:: Instructions to follow ::
Reproduce the rows below word for word, starting at the line that contains "of the acoustic" and ending at the last row.

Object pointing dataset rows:

--- start ---

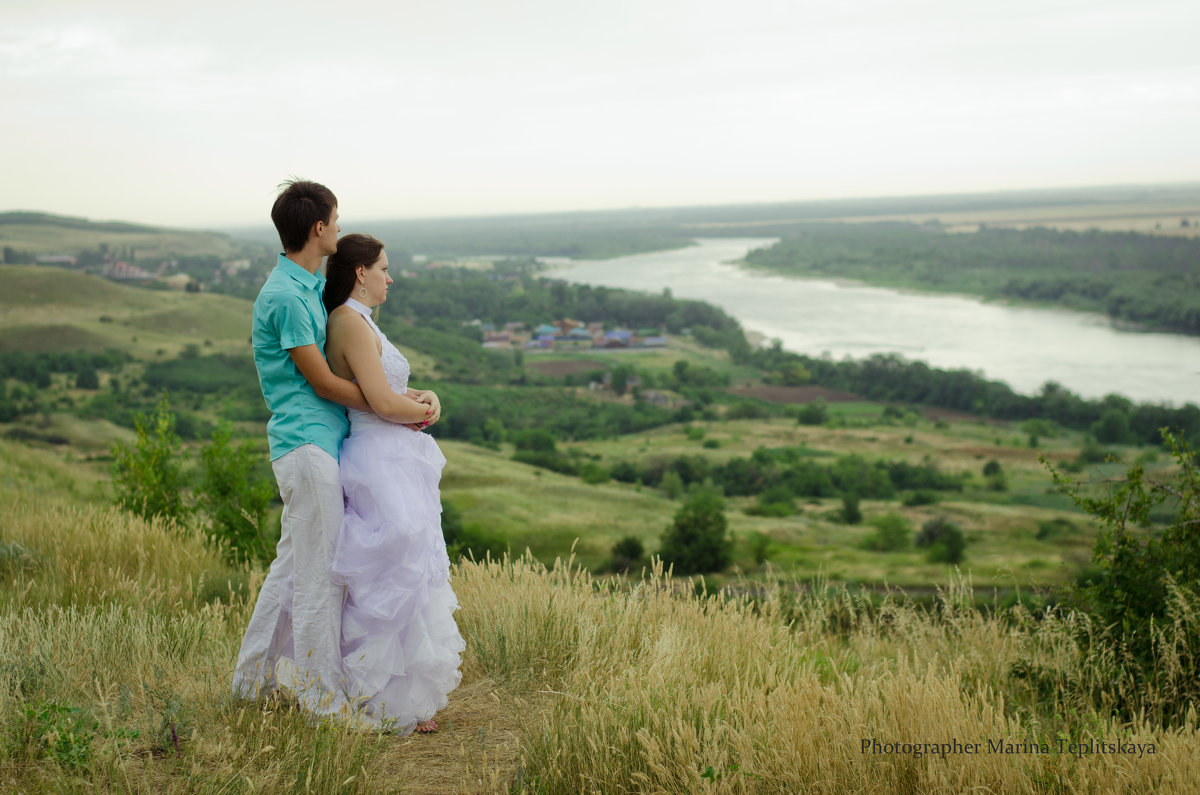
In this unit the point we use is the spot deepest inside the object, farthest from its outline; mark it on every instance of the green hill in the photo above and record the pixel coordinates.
(46, 309)
(41, 233)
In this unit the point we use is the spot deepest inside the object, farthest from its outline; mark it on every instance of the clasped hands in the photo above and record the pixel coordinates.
(429, 398)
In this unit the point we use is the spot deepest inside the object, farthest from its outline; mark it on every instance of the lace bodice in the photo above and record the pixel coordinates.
(395, 368)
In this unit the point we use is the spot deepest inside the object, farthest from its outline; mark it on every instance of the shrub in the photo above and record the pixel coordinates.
(87, 378)
(1137, 568)
(671, 484)
(892, 533)
(697, 541)
(594, 473)
(148, 474)
(942, 541)
(775, 501)
(469, 541)
(235, 496)
(919, 497)
(815, 413)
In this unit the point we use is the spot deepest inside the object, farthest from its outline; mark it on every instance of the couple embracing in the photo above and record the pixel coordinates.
(355, 615)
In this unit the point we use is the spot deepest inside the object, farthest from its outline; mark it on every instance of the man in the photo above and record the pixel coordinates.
(298, 614)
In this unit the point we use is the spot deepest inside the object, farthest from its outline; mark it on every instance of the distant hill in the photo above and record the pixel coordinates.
(48, 309)
(25, 235)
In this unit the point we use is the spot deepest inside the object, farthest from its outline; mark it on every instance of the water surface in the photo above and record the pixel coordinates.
(1021, 346)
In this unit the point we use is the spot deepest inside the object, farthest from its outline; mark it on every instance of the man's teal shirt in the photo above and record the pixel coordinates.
(289, 314)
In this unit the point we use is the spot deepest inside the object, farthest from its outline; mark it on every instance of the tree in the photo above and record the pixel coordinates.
(1137, 568)
(87, 378)
(942, 539)
(697, 541)
(235, 497)
(148, 474)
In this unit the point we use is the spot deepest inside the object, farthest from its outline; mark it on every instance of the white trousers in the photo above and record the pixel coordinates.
(300, 622)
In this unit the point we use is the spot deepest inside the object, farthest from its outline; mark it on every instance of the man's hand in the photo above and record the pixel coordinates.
(431, 399)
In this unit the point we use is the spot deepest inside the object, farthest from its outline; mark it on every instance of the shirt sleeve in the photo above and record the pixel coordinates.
(294, 322)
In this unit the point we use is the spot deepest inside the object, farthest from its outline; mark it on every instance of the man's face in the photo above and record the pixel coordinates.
(327, 233)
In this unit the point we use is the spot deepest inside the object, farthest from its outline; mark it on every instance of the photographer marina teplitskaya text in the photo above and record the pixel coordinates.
(1059, 746)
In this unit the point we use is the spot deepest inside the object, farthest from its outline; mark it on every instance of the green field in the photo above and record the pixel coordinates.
(118, 634)
(550, 513)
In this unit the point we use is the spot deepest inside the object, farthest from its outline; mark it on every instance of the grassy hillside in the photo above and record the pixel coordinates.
(48, 309)
(118, 639)
(551, 513)
(41, 233)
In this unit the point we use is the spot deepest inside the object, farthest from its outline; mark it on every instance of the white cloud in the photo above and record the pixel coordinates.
(411, 108)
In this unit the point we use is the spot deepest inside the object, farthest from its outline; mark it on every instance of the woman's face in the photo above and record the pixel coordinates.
(375, 280)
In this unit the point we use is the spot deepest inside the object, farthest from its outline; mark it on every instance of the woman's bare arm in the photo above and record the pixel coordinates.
(358, 345)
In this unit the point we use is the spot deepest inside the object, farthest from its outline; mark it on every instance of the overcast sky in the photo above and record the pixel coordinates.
(190, 114)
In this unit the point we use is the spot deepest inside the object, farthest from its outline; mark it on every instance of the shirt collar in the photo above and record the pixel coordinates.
(311, 281)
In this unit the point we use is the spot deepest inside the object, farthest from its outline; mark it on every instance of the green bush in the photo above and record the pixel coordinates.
(469, 541)
(235, 495)
(775, 501)
(148, 474)
(697, 541)
(918, 497)
(594, 473)
(815, 413)
(942, 541)
(671, 485)
(892, 533)
(1137, 568)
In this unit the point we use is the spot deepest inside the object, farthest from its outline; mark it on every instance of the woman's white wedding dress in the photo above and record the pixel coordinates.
(401, 647)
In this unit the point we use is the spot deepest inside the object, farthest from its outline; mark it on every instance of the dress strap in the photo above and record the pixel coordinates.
(361, 309)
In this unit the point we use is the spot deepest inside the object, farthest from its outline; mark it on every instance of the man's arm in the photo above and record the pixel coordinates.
(312, 365)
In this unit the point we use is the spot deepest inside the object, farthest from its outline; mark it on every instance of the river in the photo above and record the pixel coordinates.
(1021, 346)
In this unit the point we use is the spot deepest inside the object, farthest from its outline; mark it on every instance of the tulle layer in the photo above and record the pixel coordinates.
(401, 647)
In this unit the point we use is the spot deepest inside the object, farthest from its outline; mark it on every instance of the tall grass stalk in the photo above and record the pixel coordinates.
(118, 637)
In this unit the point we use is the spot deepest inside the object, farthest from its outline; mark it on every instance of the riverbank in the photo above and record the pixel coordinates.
(1140, 282)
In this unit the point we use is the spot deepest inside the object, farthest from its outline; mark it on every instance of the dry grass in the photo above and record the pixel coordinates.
(569, 685)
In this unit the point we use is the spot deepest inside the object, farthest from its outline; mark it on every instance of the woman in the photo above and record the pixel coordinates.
(401, 647)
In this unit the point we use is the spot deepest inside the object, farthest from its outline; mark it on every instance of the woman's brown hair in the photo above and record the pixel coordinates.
(341, 268)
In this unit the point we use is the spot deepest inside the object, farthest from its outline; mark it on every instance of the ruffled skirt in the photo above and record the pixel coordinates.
(401, 647)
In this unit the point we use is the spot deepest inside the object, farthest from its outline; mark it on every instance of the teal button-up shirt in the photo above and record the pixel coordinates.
(289, 314)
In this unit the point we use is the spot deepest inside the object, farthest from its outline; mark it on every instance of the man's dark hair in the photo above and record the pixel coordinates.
(342, 268)
(299, 207)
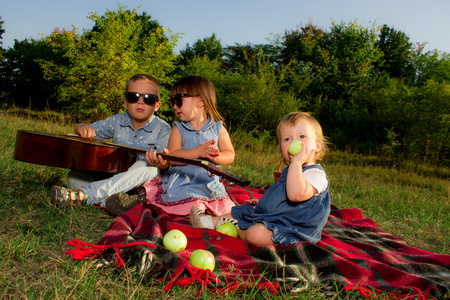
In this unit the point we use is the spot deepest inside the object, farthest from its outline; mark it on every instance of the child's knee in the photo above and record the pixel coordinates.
(258, 234)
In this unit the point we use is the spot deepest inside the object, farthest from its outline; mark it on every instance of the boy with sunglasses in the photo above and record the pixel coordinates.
(138, 127)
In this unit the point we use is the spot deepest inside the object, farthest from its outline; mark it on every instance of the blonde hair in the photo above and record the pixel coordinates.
(197, 85)
(147, 78)
(295, 117)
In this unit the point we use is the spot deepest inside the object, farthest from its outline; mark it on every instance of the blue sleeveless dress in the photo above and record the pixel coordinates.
(291, 222)
(184, 183)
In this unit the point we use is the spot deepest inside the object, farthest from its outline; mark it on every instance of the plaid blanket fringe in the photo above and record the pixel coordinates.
(353, 255)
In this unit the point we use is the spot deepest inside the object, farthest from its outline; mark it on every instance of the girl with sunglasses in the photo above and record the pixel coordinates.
(198, 133)
(138, 127)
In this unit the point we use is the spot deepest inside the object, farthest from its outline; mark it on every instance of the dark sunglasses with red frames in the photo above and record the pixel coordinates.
(149, 99)
(177, 99)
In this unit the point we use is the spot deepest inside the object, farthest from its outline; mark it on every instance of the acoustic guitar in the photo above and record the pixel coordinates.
(74, 152)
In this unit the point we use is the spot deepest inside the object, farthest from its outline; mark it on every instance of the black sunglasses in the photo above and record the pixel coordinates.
(149, 99)
(177, 99)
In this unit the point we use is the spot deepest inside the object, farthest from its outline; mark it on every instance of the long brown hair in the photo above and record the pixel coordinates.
(197, 85)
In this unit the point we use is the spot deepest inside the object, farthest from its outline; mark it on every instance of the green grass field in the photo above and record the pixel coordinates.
(409, 200)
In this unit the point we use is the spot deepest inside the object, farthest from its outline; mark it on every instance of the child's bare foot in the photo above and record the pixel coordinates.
(199, 219)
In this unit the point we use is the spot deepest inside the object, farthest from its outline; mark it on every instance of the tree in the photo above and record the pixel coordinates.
(239, 56)
(209, 47)
(432, 65)
(21, 78)
(120, 45)
(2, 31)
(397, 57)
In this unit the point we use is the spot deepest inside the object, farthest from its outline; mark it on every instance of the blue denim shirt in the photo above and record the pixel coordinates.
(153, 135)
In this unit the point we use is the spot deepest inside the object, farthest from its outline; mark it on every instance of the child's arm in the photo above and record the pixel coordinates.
(297, 188)
(156, 160)
(86, 131)
(224, 155)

--- end ---

:: Exercise output ::
In this unit the point we use is the spot deepest inside the object, farthest from its outline; mark it on every instance of the acoustic guitar in the photo above and record the pixel coordinates.
(74, 152)
In this unit the point we use is the spot deepest inside the object, farthest from its outline; mark it on every instance of the black sunglasses in the photo above and record the pixel coordinates.
(149, 99)
(177, 99)
In this unit the point we use is the spot deepest inside the object, farthest from its outline; mark it on every instance of the long brown hair in the photo above and record the pixel coordinates.
(197, 85)
In this unit the point we use is the spot deepest inside the object, farthest from its outline; mark it on every instance of the green grass field in the photo above and record the pixel coordinates.
(409, 200)
In this unit the point we use is the spot deepest inside the object, farthest from its outline; mark it on every instance of the child's bare foot in the photo above and record the pixel coordinates.
(199, 219)
In this unit the point we use is the spot deepest inside the object, farthest from its outline; mark it on every instance of the tree in the photo above and record the pixel coordinates.
(239, 56)
(209, 47)
(432, 65)
(21, 78)
(120, 45)
(2, 31)
(397, 57)
In this unit the point we use is the spot deepest inside the object, farthest from its outline; mark it on every instance of the blue denim shirt in the photo above and record the pixel coordinates.
(153, 135)
In this unit the point we use is the spot deepest inside the object, farthest from its outline; mark it on every instance of the child's arm in the photo above and record the pixel coordinates.
(297, 188)
(156, 160)
(86, 131)
(224, 155)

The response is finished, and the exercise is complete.